- **What is expected**
Convert every line of the material below into a JSON list of strings, one string per line, omitting blank lines.

Object location annotation data:
____________________

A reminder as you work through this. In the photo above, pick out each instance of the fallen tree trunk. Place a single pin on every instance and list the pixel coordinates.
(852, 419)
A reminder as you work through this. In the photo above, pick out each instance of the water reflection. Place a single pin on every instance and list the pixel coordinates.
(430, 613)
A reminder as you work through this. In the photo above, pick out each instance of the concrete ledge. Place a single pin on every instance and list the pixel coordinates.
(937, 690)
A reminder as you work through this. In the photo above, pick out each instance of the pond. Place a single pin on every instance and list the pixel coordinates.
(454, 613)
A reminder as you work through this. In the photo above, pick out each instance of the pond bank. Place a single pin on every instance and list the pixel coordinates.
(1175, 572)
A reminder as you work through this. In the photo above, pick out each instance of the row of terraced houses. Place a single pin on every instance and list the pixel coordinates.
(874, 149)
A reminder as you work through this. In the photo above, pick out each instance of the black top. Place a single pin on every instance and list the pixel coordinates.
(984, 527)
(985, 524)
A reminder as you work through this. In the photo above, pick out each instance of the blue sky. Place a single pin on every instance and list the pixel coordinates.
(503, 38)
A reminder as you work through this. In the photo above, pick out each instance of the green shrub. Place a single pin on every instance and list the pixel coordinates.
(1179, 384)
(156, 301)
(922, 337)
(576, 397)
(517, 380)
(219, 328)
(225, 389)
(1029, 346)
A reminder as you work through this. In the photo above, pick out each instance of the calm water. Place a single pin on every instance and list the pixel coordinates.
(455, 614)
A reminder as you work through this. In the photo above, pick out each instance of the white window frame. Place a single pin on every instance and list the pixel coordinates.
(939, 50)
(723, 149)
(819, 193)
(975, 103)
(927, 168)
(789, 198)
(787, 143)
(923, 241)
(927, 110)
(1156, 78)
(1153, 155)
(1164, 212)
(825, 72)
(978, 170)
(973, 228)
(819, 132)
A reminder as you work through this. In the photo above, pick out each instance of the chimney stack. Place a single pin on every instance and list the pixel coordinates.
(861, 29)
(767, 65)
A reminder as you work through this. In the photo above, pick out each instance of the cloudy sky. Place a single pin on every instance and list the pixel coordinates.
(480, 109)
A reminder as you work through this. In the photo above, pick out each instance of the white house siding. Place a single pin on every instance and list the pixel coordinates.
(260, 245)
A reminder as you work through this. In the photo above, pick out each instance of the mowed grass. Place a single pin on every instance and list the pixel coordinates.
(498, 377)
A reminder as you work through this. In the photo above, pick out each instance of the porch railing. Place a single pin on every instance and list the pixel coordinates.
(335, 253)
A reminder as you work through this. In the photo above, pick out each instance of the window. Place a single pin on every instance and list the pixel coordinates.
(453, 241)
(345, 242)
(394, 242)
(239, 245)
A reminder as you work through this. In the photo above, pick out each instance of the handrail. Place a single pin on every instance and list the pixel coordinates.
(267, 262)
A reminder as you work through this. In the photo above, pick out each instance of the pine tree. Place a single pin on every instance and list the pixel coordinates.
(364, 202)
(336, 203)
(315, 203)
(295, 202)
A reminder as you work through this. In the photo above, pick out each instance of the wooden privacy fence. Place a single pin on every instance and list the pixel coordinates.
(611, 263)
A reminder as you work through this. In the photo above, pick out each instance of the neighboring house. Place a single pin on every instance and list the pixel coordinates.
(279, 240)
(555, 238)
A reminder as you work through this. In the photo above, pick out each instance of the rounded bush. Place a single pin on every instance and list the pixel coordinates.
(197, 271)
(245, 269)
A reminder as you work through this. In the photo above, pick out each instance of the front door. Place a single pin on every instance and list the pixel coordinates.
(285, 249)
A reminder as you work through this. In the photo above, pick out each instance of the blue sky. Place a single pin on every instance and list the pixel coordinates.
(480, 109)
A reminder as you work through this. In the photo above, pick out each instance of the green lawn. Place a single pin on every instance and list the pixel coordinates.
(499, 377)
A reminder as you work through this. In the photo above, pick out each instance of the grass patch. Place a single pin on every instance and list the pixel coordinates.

____________________

- **Correct result**
[
  "A reminder as you work through this. In the photo above, pick out each instance of the fallen tree trunk. Place a single pin on every instance and list the pixel coordinates.",
  "(852, 419)",
  "A reminder as you work through this. In the photo above, pick out each instance of the water reflection. Place a single pin on every instance and list the pixel coordinates.",
  "(430, 613)",
  "A reminder as you work through this. In the photo above, pick out each instance of the concrete ledge. Place a single pin on every instance and list the pixel coordinates.",
  "(937, 690)",
  "A reminder as you work through this. In the photo above, pick out each instance of the pond. Place a single pin on every instance and list the pixel coordinates.",
  "(454, 613)",
  "A reminder as you work through this. In the photo above, pick out each instance of the pond bank. Place a single pin on every instance and list the pixel coordinates.",
  "(1175, 572)",
  "A reminder as you work through this. In the photo above, pick out each instance of the row of terraced houses. Place a single pin on every instance and list the pixel coordinates.",
  "(874, 149)",
  "A reminder as you work through this. In the photo above, pick out each instance of the black top. Place a single pin on every instance and list the pixel coordinates.",
  "(984, 527)",
  "(985, 524)",
  "A reminder as you work through this. In the photo above, pick out each instance of the blue sky. Place a single pin on every instance and list the pixel coordinates.",
  "(503, 38)",
  "A reminder as you work through this. In the photo above, pick out each instance of the green shrub. Place a single pin on every instance and list the pixel coordinates.",
  "(1179, 384)",
  "(156, 301)",
  "(922, 337)",
  "(576, 397)",
  "(517, 380)",
  "(219, 328)",
  "(225, 389)",
  "(1029, 346)",
  "A reminder as you work through this. In the photo above, pick out each instance of the calm water. Place a single pin on every instance and list the pixel coordinates.",
  "(455, 614)",
  "A reminder as you work through this. In the photo above, pick out each instance of the white window frame. Place a single pin on every instance and list the pixel coordinates.",
  "(939, 50)",
  "(723, 149)",
  "(819, 193)",
  "(975, 103)",
  "(927, 168)",
  "(789, 198)",
  "(787, 143)",
  "(923, 241)",
  "(927, 110)",
  "(1156, 78)",
  "(1153, 155)",
  "(1164, 212)",
  "(825, 72)",
  "(978, 170)",
  "(973, 228)",
  "(819, 132)",
  "A reminder as you work through this. In the photo above, pick out each instance of the chimney stack. Place a single pin on every instance and list the pixel coordinates.",
  "(861, 29)",
  "(767, 65)",
  "A reminder as you work through this. In the photo above, pick out each instance of the cloudy sky. Place a single pin on every instance and list the pixel coordinates.",
  "(480, 109)",
  "A reminder as you work through this. In the photo above, pick out each instance of the white house siding. Place a single pin on every instance and list the pixel coordinates.",
  "(260, 245)",
  "A reminder as you work through this. In the photo above, pick out each instance of the mowed grass. Place a single pin on every instance and list the pixel coordinates.",
  "(498, 377)",
  "A reminder as you work through this. In the photo above, pick out each instance of the porch railing. Place a single pin on every instance and list the pixel coordinates.",
  "(335, 253)",
  "A reminder as you work through this. In the photo above, pick out each instance of the window. Place a single pin on every instance and list the pixel coordinates.",
  "(453, 241)",
  "(345, 242)",
  "(394, 242)",
  "(239, 245)",
  "A reminder as you work through this. In the photo above, pick out each instance of the handrail. Place a single pin on every instance and list the pixel coordinates.",
  "(267, 262)",
  "A reminder as you work through this. In the photo above, pick out each instance of the pine tree. Place a single pin on every instance and list the pixel coordinates.",
  "(364, 202)",
  "(336, 203)",
  "(315, 203)",
  "(295, 202)",
  "A reminder as you work through this. In the photo above, pick out each instance of the wooden privacy fence. Place a single pin on every instance and list the pixel coordinates.",
  "(611, 263)",
  "A reminder as you work through this. In the photo above, pick out each instance of the neighboring house. Place a single pin on every instance and list the pixel coordinates.",
  "(279, 240)",
  "(555, 238)",
  "A reminder as you work through this. In the photo above, pick out each instance of the rounded bush. Place a single pin on every instance and list the pixel coordinates.",
  "(197, 271)",
  "(245, 269)",
  "A reminder as you work through this. In the photo above, pick out each instance of the front door. Place a single pin on every instance and list the pixel coordinates.",
  "(285, 249)",
  "A reminder as you work through this. In the photo above, pick out each instance of the blue sky. Place a single pin on every instance and list the pixel coordinates.",
  "(480, 109)",
  "A reminder as you work through this. In the photo above, pick out each instance of the green lawn. Place a single pin on every instance and list the pixel coordinates.",
  "(499, 377)",
  "A reminder as you work through this. In the photo above, pick out each instance of the grass patch. Place a single pin on every instance and list the pixel coordinates."
]